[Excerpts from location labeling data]
________

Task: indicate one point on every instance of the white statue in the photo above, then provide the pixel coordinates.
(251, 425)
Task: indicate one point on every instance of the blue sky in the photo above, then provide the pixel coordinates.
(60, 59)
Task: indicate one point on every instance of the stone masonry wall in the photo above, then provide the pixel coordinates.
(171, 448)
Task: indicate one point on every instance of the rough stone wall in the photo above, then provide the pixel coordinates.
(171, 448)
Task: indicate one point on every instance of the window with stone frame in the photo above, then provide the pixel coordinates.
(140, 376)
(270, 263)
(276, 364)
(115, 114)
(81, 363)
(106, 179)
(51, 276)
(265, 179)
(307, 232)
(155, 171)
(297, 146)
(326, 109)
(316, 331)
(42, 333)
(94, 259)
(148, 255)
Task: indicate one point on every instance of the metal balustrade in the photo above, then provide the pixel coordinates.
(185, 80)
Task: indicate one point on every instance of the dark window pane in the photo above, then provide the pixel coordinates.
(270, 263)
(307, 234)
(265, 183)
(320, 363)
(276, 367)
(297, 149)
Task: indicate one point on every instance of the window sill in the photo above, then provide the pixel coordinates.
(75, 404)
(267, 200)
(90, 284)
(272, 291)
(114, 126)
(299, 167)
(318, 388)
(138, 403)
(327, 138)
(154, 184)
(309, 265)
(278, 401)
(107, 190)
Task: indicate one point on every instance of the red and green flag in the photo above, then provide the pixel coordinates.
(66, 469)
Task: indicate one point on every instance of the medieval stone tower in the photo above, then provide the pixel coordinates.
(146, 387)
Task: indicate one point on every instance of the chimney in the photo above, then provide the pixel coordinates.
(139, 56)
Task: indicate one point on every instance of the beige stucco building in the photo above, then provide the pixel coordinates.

________

Problem>
Turn every line of the data above into a JSON list of strings, one string per line, leaving out any blank lines.

Exercise answer>
[
  "Task: indicate one point on every instance of the white statue in the photo above, then provide the pixel coordinates.",
  "(251, 425)",
  "Task: indicate one point on every instance of the blue sky in the photo above, then provide the pixel coordinates.",
  "(60, 59)",
  "Task: indicate one point on every instance of the stone masonry wall in the photo above, then provide the pixel coordinates.",
  "(171, 448)",
  "Task: indicate one point on every instance of the rough stone wall in the photo above, then provide the pixel coordinates.",
  "(171, 448)",
  "Task: indicate one point on every instance of the window with stone frame in the photo above, then provide the pixel coordinates.",
  "(140, 376)",
  "(270, 263)",
  "(276, 364)",
  "(115, 114)",
  "(81, 363)",
  "(106, 179)",
  "(51, 276)",
  "(265, 179)",
  "(307, 232)",
  "(155, 171)",
  "(297, 146)",
  "(326, 109)",
  "(316, 331)",
  "(42, 333)",
  "(94, 259)",
  "(148, 255)",
  "Task: indicate one point on every instance of the metal balustrade in the photo above, then provide the pixel coordinates.",
  "(185, 80)",
  "Task: indicate one point on every instance of the dark window pane in the photo above, then provide the pixel coordinates.",
  "(270, 263)",
  "(307, 234)",
  "(265, 183)",
  "(320, 363)",
  "(276, 367)",
  "(297, 149)",
  "Task: indicate one point on every instance of the window sill in the photo above, then provide the pixel coordinates.",
  "(75, 404)",
  "(267, 200)",
  "(90, 284)",
  "(272, 291)",
  "(114, 126)",
  "(299, 167)",
  "(318, 388)",
  "(138, 403)",
  "(327, 138)",
  "(154, 184)",
  "(309, 265)",
  "(278, 401)",
  "(107, 190)",
  "Task: indicate one point on every instance of the red and green flag in the photo above, then provide the pixel coordinates.",
  "(66, 469)",
  "Task: indicate one point on every instance of the medieval stone tower in the photo above, then provide the pixel coordinates.",
  "(146, 387)",
  "Task: indicate one point on every instance of the chimney in the photo above, then provide the pixel coordinates.",
  "(139, 56)",
  "Task: indicate one point on every instance of the beige stucco building in the photo above, then provide the pixel coordinates."
]